DATA FOR THE TASK section start
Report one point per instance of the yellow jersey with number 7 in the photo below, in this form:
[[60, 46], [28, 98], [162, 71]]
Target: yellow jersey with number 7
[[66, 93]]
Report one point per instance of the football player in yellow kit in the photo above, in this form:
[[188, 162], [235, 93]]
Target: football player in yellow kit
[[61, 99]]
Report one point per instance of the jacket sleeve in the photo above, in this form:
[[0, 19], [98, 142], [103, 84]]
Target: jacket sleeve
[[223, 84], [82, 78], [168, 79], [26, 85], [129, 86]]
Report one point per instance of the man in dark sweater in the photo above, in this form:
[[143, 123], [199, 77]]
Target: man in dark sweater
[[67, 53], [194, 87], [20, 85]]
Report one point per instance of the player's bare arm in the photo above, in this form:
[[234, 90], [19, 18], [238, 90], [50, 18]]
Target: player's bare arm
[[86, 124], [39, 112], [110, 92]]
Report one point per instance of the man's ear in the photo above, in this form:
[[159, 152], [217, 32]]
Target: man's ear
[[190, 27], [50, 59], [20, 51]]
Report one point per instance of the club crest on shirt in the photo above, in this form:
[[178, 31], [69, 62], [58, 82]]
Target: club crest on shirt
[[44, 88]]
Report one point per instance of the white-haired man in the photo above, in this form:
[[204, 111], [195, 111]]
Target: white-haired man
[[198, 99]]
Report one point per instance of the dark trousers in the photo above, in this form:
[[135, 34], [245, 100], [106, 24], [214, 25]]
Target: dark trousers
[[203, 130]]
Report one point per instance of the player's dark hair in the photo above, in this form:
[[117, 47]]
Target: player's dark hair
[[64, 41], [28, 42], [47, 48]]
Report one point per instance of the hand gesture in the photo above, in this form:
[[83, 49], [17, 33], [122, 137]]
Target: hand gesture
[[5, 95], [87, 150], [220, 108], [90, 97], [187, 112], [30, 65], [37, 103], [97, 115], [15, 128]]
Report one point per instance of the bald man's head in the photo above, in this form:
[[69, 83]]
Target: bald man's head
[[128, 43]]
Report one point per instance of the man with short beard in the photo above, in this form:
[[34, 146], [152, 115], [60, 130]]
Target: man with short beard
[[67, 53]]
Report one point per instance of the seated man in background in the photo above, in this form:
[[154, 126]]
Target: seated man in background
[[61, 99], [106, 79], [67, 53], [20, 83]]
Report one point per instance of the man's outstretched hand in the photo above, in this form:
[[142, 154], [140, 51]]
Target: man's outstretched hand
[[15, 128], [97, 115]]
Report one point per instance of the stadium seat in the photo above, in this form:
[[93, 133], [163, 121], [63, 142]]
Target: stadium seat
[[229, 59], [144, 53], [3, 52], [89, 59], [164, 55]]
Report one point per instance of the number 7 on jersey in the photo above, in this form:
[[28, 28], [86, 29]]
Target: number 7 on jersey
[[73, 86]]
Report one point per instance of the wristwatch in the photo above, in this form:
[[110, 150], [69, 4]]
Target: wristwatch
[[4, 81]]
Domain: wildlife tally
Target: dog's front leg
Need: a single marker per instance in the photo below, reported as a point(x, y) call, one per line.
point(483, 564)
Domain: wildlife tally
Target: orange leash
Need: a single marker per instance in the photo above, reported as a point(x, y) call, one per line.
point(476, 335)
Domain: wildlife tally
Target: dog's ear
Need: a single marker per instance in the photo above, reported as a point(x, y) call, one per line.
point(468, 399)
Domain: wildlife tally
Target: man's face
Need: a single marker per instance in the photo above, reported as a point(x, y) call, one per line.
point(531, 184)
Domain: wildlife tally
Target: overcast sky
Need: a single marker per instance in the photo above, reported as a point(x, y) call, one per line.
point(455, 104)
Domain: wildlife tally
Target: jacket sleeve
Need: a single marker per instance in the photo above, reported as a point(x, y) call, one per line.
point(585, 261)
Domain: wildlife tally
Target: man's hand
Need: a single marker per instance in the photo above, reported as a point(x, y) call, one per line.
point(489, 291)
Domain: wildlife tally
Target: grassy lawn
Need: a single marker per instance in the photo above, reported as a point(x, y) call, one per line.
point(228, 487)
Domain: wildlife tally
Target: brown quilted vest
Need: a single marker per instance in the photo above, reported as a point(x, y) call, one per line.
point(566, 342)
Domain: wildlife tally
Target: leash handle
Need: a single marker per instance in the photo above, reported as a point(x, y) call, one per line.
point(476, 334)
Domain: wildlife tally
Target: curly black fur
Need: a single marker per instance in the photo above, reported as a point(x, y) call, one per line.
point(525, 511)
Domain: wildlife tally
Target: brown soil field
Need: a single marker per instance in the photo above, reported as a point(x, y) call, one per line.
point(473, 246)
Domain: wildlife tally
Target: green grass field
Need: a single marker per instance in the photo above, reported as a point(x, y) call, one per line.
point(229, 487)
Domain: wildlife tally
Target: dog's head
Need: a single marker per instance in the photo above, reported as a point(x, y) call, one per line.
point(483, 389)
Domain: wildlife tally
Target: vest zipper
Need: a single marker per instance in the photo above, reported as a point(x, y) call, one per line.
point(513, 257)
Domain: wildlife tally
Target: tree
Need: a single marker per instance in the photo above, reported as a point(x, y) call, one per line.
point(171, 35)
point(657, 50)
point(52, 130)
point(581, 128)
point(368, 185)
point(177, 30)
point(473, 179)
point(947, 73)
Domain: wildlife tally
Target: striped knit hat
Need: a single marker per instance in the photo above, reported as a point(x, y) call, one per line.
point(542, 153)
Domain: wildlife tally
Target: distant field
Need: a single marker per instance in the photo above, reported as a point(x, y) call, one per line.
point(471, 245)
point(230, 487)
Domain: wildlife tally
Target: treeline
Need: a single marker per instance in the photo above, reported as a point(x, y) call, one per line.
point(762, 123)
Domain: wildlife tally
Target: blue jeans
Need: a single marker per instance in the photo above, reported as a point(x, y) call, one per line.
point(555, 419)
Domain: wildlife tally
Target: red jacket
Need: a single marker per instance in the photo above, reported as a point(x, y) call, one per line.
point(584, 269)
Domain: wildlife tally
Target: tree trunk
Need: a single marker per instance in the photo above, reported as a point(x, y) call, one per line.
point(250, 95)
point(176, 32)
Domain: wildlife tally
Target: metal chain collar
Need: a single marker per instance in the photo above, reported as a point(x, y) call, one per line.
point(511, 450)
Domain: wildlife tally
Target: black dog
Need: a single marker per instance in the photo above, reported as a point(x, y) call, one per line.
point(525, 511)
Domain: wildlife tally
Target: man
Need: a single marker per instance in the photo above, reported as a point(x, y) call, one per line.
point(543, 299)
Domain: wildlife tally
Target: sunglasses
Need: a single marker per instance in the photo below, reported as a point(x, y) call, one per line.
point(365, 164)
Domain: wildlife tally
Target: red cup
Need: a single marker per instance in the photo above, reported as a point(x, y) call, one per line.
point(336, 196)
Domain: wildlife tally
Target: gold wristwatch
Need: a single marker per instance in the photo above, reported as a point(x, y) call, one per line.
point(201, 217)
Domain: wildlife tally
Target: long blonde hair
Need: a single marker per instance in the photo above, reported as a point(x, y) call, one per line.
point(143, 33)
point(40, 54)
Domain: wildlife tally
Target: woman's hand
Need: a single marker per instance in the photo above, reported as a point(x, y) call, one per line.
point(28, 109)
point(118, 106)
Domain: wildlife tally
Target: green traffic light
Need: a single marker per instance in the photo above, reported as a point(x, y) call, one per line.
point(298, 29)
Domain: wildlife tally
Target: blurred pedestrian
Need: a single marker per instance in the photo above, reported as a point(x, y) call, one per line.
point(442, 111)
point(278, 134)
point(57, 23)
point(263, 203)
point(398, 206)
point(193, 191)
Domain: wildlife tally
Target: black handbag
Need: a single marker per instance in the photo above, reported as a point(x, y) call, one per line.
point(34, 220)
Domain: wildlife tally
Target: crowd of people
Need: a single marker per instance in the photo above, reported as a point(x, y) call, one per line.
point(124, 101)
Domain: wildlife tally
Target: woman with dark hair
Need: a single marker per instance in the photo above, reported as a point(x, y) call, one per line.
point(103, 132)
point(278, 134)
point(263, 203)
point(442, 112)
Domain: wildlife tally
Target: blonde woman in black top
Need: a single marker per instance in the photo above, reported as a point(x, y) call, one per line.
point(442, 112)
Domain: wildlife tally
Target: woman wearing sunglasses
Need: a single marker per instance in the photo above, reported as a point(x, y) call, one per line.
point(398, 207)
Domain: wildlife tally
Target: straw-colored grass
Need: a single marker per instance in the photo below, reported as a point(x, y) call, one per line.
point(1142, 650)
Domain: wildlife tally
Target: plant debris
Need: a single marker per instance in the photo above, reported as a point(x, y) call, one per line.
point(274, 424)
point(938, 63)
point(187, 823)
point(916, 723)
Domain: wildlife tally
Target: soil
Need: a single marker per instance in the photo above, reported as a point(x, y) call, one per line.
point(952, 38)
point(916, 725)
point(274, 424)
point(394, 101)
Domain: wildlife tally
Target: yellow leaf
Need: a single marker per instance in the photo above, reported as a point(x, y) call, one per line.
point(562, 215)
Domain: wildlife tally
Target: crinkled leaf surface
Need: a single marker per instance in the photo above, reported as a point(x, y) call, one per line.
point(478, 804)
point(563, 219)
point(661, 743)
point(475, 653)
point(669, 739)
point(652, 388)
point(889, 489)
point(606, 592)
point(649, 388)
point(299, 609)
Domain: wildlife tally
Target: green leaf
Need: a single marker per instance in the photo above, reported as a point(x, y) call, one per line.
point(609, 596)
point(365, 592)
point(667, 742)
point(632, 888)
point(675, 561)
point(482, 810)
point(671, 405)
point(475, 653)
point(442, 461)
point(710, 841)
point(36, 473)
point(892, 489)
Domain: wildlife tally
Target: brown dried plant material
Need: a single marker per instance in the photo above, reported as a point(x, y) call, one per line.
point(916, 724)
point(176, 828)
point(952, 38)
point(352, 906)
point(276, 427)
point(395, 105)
DATA FOR THE TASK section end
REQUIRED WORK: From the entries, report every line in which the string "sunglasses" occurs.

PROBLEM SOLUTION:
Target: sunglasses
Target: woman wearing sunglasses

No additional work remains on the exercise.